文档正文 -
----------
如果pod被设定为需要被驱逐的，则删除pod中的容器。

// After an evicted pod is synced, all dead containers in the pod can be removed.
if eviction.PodIsEvicted(pod.Status) {
	if podStatus, err := kl.podCache.Get(pod.UID); err == nil {
		kl.containerDeletor.deleteContainersInPod("", podStatus, true)
	}
}

2.5. HandlePodSyncs

HandlePodSyncs 是 syncHandler 接口回调函数，调用 dispatchWork ，通过pod worker来执行任务。

// HandlePodSyncs is the callback in the syncHandler interface for pods
// that should be dispatched to pod workers for sync.
func (kl *Kubelet) HandlePodSyncs(pods []*v1.Pod) {
	start := kl.clock.Now()
	for _, pod := range pods {
		mirrorPod, _ := kl.podManager.GetMirrorPodByPod(pod)
		kl.dispatchWork(pod, kubetypes.SyncPodSync, mirrorPod, start)
	}
}

2.6. HandlePodCleanups

HandlePodCleanups 主要用来执行pod的清理任务，其中包括 terminating 的pod， orphaned 的pod等。

首先查看pod使用到的cgroup。
----------
数据摘录 -

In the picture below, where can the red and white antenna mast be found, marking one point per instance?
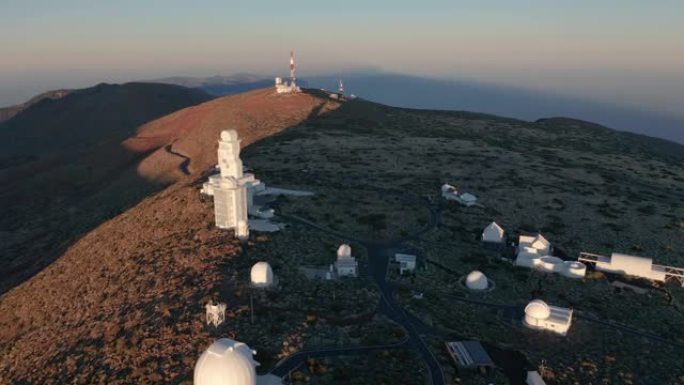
----------
任务 -
1 – 按照 kubelet 代码说明，HandlePodSyncs 调用哪个函数，通过 pod worker 来执行任务？
2 – kubelet 代码说明里，第一段代码为什么会删除 pod 中的容器？请根据文中的说法用一到三句话解释。

完整答案 -
1 – dispatchWork。

2 – 这段代码先检查 eviction.PodIsEvicted(pod.Status) 是否为真，也就是 pod 是否被设定为需要驱逐。按代码注释的说法，被驱逐的 pod 同步之后，里面所有已停止的容器都可以删除。所以代码会从 podCache 取出这个 pod 的状态，再调用 deleteContainersInPod 删除这些容器。